▶ [Directive]
Reproduce the items below verbatim, from the start up to and including the line containing "[[150, 43], [51, 42]]". Omit the pictures from your copy.
[Recorded data start]
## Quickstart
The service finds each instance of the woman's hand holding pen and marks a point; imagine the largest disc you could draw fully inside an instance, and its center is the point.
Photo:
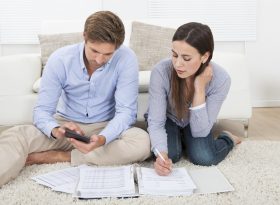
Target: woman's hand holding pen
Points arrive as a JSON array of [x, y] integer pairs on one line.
[[163, 167]]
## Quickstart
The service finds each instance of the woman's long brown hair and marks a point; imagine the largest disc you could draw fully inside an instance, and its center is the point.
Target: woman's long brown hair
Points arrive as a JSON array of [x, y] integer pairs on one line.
[[200, 37]]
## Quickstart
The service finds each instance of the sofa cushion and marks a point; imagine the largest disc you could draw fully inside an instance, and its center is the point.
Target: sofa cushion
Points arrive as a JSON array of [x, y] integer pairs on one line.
[[150, 43], [51, 42]]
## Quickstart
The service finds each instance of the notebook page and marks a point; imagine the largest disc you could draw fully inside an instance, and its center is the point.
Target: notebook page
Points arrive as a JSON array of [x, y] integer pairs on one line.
[[59, 178], [176, 184], [105, 182]]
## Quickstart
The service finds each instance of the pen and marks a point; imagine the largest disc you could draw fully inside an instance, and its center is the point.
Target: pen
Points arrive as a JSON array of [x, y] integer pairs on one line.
[[158, 153]]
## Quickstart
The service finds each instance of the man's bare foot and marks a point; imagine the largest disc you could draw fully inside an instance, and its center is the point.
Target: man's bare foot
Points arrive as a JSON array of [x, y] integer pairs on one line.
[[48, 157], [236, 140]]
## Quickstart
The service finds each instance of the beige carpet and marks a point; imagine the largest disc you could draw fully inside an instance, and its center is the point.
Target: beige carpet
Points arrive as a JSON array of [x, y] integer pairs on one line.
[[253, 168]]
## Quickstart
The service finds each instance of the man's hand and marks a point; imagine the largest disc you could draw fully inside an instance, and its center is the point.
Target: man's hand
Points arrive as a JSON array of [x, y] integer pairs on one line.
[[95, 142], [58, 132], [163, 168]]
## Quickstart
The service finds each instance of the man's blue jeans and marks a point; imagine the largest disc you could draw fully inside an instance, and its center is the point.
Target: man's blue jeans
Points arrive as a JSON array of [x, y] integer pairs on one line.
[[205, 151]]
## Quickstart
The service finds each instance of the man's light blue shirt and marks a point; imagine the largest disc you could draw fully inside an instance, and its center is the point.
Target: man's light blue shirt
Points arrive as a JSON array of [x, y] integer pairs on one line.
[[110, 94]]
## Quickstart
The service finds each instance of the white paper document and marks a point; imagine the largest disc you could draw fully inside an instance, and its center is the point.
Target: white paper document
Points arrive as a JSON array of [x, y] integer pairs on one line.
[[123, 181], [178, 183], [106, 182], [64, 180]]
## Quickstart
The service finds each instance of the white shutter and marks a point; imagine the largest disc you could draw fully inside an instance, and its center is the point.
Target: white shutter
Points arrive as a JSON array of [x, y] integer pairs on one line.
[[230, 20]]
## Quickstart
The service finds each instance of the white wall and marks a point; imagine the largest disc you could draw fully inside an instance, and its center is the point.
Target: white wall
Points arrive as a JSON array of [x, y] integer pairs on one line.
[[262, 54]]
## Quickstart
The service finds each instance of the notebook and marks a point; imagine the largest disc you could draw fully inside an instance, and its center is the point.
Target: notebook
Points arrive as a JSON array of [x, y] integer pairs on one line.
[[133, 181]]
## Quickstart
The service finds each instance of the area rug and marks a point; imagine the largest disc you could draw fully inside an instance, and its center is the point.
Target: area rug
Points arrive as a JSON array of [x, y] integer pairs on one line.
[[253, 168]]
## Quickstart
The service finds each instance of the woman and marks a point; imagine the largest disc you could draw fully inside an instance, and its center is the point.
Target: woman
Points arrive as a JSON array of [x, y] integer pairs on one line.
[[186, 94]]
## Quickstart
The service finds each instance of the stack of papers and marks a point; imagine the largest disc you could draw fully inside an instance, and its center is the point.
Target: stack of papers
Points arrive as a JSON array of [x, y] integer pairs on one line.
[[124, 181]]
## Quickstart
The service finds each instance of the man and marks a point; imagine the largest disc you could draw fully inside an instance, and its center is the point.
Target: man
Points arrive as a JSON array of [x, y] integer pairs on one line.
[[90, 88]]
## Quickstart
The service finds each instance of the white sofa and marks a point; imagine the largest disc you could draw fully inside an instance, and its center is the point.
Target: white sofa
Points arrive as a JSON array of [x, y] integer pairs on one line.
[[18, 73]]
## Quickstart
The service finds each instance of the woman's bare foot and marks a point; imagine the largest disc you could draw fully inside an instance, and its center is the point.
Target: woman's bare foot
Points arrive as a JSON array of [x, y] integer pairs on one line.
[[236, 140], [48, 157]]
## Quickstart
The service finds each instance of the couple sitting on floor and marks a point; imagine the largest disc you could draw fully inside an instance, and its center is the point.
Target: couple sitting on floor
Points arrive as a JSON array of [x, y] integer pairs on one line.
[[92, 87]]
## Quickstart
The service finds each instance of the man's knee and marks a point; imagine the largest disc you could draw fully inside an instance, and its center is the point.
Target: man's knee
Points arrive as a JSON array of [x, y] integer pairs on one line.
[[174, 156], [201, 158], [140, 140]]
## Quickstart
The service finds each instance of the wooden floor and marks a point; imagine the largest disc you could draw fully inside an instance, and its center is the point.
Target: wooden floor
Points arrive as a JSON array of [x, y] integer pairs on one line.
[[263, 125]]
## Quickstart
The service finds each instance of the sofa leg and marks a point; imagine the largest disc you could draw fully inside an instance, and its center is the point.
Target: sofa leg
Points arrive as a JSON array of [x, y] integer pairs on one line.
[[246, 127]]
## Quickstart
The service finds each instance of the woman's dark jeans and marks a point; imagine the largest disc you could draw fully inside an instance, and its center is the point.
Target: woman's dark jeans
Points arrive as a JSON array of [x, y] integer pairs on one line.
[[205, 151]]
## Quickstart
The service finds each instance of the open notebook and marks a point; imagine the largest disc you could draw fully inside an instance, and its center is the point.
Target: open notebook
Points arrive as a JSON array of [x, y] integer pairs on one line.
[[120, 182], [128, 181]]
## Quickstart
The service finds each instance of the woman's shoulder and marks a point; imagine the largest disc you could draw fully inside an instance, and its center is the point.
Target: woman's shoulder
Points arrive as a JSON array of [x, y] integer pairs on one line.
[[220, 75], [163, 67]]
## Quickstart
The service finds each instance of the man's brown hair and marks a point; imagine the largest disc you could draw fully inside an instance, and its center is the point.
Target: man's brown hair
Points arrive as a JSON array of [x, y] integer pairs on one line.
[[104, 26]]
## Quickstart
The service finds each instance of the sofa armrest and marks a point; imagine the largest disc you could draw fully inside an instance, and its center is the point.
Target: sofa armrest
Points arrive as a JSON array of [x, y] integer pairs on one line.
[[18, 73], [17, 99]]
[Recorded data end]
▶ [Solved exercise]
## Quickstart
The service finds each instance of the woman's hand holding pen and marks a point; imagine the largest disc you could draw fully inside an instance, and its center is the point.
Photo:
Target: woman's hand holding pen
Points arrive as a JSON array of [x, y] integer pairs on one line.
[[163, 167]]
## Quickstart
The service finds each instance of the woman's long brown hair and marks a point; imagine the largest disc you could draw fully inside an instance, and its center is the point.
Target: woman's long brown hair
Points arrive as a JSON array of [x, y] integer pairs on one line.
[[200, 37]]
## Quickstart
The service finds each instance of the sofa cushion and marks a point; imagine the largest disc you could draw fully inside an instance, and its center is the point.
Target: sofa cushion
Points arrive as a JSON array of [x, y] integer pairs on one line.
[[150, 43], [51, 42]]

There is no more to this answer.